- Exercise requirements -
Reproduce every entry exactly as shown.

- Available records -
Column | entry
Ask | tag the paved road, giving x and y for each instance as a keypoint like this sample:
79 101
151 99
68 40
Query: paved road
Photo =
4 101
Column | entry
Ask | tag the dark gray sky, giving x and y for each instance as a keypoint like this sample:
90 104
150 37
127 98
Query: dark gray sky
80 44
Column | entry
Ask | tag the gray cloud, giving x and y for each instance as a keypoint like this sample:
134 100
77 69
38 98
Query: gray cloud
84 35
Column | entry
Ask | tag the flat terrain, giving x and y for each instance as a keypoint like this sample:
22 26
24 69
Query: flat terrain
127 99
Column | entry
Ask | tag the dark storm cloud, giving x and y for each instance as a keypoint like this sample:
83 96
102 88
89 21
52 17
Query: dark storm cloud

- Task solution -
Column | entry
Ask | tag the paved road, giving x and y for each instance as a keypoint like this sample:
79 101
151 99
68 40
Query: paved road
Photo =
4 101
Column | entry
Ask | tag the dark gray sky, giving x and y for each instance as a keypoint like this sample:
90 104
150 37
127 98
Query: dark gray sky
80 44
Column | entry
Ask | tag the gray cloud, giving x and y for each instance as a keypoint like this sample:
134 100
77 69
38 98
Query: gray cloud
84 35
Column | entry
Ask | tag the flat terrain, giving x and y for each instance as a keypoint like this sample:
22 26
24 69
Query: flat terrain
127 99
Column | entry
Ask | tag the dark storm cloud, giving x and y for each instance as a keypoint like this sample:
83 96
102 88
89 21
52 17
Query: dark storm cloud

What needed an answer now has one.